◆ **PROBLEM DESCRIPTION**
Copy the data word for word, from the start through the line that contains "point(72, 203)", including that line.
+++ PROVIDED INFORMATION +++
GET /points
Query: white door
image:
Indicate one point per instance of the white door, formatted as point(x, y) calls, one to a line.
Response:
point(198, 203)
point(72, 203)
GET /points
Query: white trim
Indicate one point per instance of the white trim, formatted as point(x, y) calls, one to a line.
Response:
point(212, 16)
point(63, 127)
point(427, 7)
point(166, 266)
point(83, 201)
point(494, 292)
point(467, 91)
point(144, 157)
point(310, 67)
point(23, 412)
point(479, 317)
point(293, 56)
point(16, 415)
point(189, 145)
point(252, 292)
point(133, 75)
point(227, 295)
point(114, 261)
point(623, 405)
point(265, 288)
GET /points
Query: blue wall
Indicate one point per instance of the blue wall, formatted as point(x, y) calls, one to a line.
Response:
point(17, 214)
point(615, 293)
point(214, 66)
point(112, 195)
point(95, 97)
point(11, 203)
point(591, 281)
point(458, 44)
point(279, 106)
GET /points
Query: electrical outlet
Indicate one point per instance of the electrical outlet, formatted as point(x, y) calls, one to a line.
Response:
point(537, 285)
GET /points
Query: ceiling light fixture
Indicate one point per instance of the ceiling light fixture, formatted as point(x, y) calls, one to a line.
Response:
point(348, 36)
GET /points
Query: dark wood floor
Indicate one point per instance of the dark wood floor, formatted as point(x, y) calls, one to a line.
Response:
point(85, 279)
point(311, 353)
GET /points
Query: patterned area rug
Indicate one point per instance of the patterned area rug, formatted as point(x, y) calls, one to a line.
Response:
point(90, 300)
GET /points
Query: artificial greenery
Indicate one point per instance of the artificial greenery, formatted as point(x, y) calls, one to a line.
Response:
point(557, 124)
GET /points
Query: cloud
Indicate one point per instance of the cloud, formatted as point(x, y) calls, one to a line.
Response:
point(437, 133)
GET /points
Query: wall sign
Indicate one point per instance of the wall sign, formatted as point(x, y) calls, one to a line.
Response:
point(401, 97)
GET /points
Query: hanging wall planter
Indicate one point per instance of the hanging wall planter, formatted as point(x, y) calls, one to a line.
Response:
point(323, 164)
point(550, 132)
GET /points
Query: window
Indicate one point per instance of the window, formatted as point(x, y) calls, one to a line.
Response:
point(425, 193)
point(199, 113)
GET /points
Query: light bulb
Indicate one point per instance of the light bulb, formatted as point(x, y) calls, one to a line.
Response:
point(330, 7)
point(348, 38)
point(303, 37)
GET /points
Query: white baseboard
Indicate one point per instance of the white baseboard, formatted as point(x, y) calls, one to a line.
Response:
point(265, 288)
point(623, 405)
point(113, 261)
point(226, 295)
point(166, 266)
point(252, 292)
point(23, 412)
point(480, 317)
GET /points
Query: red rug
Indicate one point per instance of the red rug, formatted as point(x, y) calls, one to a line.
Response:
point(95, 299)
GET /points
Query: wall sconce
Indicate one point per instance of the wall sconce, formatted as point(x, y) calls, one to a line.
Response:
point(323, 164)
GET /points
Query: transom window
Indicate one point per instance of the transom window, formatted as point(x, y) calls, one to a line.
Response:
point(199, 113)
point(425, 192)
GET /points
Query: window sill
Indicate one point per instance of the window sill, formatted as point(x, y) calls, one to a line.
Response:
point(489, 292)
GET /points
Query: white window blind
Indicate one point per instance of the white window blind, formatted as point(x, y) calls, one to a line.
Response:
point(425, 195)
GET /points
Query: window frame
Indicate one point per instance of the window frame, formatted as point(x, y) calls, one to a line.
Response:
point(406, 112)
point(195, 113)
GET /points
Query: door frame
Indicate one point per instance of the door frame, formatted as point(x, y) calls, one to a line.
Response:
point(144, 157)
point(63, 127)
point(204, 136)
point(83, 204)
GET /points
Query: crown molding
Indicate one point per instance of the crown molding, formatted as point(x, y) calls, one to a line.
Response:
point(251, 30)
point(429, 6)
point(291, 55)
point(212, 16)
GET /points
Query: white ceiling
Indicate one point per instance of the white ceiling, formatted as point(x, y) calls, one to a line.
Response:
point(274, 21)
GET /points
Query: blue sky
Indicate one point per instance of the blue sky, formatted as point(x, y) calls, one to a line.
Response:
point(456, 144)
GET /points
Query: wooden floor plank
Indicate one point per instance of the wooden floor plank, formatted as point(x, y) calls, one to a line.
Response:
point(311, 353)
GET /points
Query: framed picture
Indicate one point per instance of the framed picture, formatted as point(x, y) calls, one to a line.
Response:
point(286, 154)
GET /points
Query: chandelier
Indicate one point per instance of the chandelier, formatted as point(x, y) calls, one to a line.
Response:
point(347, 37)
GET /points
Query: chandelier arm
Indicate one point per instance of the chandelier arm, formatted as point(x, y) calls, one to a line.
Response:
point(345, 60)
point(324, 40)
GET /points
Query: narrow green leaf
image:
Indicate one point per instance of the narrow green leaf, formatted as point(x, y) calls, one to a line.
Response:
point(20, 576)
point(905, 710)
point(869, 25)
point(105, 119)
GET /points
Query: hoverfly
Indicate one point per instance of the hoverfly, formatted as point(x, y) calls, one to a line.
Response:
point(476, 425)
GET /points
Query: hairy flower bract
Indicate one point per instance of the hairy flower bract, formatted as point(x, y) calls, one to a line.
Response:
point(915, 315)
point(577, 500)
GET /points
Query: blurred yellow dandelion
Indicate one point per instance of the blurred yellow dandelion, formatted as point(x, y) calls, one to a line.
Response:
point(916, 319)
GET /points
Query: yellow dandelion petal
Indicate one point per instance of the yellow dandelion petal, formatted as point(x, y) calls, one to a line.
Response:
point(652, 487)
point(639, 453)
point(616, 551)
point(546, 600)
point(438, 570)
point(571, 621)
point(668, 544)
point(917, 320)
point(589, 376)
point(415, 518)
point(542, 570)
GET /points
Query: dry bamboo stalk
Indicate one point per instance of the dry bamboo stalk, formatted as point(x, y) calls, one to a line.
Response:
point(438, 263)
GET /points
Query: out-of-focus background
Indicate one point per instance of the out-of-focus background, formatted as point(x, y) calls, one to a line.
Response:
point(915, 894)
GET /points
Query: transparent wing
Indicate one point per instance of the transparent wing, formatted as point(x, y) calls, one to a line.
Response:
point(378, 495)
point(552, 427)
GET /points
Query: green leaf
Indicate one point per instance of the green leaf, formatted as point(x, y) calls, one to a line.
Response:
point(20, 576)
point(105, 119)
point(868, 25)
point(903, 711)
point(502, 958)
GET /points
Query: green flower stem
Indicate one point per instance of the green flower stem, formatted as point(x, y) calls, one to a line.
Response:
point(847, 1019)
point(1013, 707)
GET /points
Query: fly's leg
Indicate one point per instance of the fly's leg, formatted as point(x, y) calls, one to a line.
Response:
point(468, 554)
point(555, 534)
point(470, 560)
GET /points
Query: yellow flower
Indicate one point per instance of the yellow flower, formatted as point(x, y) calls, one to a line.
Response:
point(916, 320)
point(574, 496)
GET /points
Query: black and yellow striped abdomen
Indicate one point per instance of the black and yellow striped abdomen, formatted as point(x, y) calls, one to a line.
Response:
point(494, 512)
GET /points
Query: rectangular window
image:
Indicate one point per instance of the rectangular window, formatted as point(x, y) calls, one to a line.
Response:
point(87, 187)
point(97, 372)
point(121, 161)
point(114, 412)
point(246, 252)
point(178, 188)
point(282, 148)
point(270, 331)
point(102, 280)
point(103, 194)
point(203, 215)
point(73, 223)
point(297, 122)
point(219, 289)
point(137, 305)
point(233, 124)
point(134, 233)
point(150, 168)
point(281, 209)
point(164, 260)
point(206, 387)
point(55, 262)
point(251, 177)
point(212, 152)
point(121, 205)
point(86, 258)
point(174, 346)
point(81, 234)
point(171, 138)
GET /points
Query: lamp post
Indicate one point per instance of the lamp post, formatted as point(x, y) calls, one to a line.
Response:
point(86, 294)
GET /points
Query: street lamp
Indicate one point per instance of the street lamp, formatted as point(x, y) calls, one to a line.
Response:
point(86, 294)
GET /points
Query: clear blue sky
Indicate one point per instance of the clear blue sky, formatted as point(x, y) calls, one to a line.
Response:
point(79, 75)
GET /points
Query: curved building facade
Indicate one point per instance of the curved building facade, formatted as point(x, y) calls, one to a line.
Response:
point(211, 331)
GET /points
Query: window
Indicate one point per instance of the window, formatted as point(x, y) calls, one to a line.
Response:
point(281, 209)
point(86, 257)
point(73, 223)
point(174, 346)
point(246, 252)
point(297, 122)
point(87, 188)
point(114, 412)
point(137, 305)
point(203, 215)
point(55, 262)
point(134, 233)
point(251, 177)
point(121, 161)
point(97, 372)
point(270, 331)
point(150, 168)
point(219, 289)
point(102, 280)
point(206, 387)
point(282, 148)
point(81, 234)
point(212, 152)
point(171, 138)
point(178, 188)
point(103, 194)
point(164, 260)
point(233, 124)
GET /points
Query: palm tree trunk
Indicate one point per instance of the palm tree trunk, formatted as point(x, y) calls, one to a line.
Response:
+++
◆ **COMPLETED EXERCISE**
GET /points
Query: white door
image:
Indicate one point per instance of the white door, formatted as point(x, y) calls, one to a line.
Response:
point(198, 203)
point(72, 203)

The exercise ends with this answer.